● **WORK TO COMPLETE**:
Please copy out the material below word for word, including every line.

● **EXTRACTED DATA**:
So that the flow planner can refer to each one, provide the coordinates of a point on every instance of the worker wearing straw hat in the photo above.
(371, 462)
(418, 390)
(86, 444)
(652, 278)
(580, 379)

● **TASK RESPONSE**:
So that the flow planner can refer to each one, provide the coordinates of a point on every instance of the worker wearing straw hat in the photo above.
(371, 462)
(418, 390)
(86, 444)
(652, 278)
(580, 379)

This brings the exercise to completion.